Tâche demandée ▸ Transformez en CSV à deux colonnes, nommées texte et reponse, tout ce qui va de la ligne contenant « Objective — one point per instance of the concrete » jusqu'à la fin des lignes. Prévoyez une rangée pour chaque texte et sa réponse, chacun placé dans un champ entre guillemets, avec les sauts de ligne remplacés par des espaces.

=-=-=

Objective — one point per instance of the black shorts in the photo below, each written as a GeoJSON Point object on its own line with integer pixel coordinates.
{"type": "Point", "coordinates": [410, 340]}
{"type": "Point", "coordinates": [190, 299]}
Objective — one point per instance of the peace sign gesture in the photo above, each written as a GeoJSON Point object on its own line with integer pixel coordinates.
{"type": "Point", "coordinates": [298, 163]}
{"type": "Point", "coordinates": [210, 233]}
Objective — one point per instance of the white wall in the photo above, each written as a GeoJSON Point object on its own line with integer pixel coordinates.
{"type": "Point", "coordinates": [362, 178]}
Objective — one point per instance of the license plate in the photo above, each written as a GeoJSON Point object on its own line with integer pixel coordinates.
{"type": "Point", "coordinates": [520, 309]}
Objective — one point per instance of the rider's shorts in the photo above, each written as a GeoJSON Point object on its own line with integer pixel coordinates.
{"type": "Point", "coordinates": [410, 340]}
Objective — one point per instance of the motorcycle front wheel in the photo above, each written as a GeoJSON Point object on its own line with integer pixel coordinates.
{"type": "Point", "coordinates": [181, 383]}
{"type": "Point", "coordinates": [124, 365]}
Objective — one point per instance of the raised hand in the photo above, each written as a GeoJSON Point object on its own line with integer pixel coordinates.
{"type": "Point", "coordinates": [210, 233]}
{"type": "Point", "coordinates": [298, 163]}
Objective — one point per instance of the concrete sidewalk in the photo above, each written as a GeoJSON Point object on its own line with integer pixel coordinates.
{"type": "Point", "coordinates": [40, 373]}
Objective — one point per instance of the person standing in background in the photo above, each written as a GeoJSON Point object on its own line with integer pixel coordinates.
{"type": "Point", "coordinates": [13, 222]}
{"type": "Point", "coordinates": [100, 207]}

=-=-=

Réponse rédigée ▸
texte,reponse
"Objective — one point per instance of the concrete sidewalk in the photo above, each written as a GeoJSON Point object on its own line with integer pixel coordinates.","{""type"": ""Point"", ""coordinates"": [40, 373]}"
"Objective — one point per instance of the person standing in background in the photo above, each written as a GeoJSON Point object on its own line with integer pixel coordinates.","{""type"": ""Point"", ""coordinates"": [13, 222]} {""type"": ""Point"", ""coordinates"": [100, 207]}"